Exercises to complete »
**1.** Answer these questions from the family-tree passage:
(a) In which state is Myriad Labs located?
(b) What was Dad's grandmother's first name?
(c) How long was the wait for the test results expected to be?
**2.** Reproduce the section of the family-tree passage starting with "Therefore, trying to" and going on through "my fractured memory.".

Reading passage »
---
Therefore, trying to remember who needed to be included in the tree and on what branch--or even their correct name--was a significant challenge. I had to rely on my fractured memory.

You would think that since my mom had been taking geneology classes and conducting extensive research on her ancestral line for several years, I would have gathered a fact or two. She's traced her family up and down the East coast and as far back to the Mayflower, and presented each of us kids with a folder containing graphs and charts, and even a matrix (with a pop quiz at the end). But, I confess I never paid attention to it -- and frankly have misplaced it somewhere in my house -- because her family seemed quite dull. I ask you, would you care to read about a great aunt whose claim to fame was having perfect Sunday School attendance for 90 years?

Dad's family, on the other hand, was another story. While Mom's great aunt was garnering Sunday school merit badges, the story of Dad's great aunt was of her getting drunk off whiskey with her first cousin, and proceeding to shoot ice cubes up each others' skirts while sitting on the kitchen floor. Well, they were from Alabama, after all...and if you're from the South, you have at least one of those relatives. As my friend, Cheryl, puts it: "Every family has a skeleton in the closet, but we Southerners parade them out in front of everybody."

Despite Dad's interesting family lore, he knew little about his ancestral ties--as evidenced by the fact that we still have to remind him of his grandmother's first name (Della.)

Somehow I filled out the family tree, however, it looked somewhat drought-stricken. Clarisse said it was sufficient, but I think she just said that because she was growing tired of the whole process with me.

After that, all I had to do was Fed-X a vial of blood to Myriad Labs in Utah, the only lab in the U.S. that conducts BRCA gene testing. I was told I'd receive the results in three to four weeks. I also discovered that my insurance would pay for the testing, which is good since it's around $3,000...
---
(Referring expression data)

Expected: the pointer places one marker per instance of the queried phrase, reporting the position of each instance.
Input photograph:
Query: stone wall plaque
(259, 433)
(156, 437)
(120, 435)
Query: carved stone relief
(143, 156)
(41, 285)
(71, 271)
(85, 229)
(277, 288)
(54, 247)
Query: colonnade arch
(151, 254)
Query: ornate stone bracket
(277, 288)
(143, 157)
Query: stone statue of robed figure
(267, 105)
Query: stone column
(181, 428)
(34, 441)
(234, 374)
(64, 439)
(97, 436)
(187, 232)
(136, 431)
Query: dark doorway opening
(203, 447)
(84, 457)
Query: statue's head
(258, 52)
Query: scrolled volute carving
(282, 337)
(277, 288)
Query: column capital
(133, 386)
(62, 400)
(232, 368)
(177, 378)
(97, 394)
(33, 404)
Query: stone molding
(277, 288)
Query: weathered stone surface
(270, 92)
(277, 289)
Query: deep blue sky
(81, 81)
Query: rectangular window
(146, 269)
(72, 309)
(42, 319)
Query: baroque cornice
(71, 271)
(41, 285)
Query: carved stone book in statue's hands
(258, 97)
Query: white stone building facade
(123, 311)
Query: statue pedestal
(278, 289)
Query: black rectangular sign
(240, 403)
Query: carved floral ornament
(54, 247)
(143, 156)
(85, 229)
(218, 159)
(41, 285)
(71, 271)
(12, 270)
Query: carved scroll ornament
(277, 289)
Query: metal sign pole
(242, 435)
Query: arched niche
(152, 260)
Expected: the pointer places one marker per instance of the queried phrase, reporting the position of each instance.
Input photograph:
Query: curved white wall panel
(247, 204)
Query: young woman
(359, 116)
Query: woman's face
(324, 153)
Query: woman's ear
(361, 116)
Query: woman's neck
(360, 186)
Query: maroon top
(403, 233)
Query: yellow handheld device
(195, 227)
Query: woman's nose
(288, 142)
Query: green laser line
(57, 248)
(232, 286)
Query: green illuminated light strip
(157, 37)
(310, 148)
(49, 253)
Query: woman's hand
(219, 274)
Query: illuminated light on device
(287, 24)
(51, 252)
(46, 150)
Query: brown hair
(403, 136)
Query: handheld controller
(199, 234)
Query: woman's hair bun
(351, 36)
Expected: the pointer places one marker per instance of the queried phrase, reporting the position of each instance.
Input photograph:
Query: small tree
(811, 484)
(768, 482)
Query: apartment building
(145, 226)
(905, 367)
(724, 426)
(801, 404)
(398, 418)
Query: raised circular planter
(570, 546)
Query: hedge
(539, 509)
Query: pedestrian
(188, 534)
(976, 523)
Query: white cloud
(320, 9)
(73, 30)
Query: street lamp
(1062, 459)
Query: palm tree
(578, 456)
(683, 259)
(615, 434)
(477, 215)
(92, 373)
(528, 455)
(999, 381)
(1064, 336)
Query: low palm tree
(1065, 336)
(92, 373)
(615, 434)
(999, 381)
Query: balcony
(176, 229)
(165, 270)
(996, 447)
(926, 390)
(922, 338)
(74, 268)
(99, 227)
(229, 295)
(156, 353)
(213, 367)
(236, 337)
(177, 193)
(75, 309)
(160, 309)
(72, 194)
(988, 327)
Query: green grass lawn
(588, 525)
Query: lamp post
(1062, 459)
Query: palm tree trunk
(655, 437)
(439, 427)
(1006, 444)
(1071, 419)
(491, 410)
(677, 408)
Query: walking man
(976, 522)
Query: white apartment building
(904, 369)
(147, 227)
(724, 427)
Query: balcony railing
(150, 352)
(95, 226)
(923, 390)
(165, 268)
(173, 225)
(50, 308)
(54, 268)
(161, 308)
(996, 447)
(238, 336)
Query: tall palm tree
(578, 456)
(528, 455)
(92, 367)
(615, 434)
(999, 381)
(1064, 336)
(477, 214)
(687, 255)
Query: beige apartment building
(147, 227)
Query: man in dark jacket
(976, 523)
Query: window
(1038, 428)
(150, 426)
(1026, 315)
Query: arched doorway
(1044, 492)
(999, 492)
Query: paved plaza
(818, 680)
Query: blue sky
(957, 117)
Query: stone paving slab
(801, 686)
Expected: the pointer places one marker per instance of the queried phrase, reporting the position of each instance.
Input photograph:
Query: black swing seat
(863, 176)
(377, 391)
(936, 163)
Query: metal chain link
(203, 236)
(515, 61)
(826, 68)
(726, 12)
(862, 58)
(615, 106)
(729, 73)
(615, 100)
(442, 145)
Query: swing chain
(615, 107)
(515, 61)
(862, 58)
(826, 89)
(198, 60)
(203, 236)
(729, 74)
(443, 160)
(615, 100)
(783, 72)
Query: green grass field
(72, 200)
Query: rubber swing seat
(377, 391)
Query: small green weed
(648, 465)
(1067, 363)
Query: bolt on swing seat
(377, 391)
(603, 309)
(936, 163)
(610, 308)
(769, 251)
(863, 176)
---
Outputs in order »
**1.**
(a) Utah
(b) Della
(c) Three to four weeks

**2.**
Therefore, trying to remember who needed to be included in the tree and on what branch--or even their correct name--was a significant challenge. I had to rely on my fractured memory.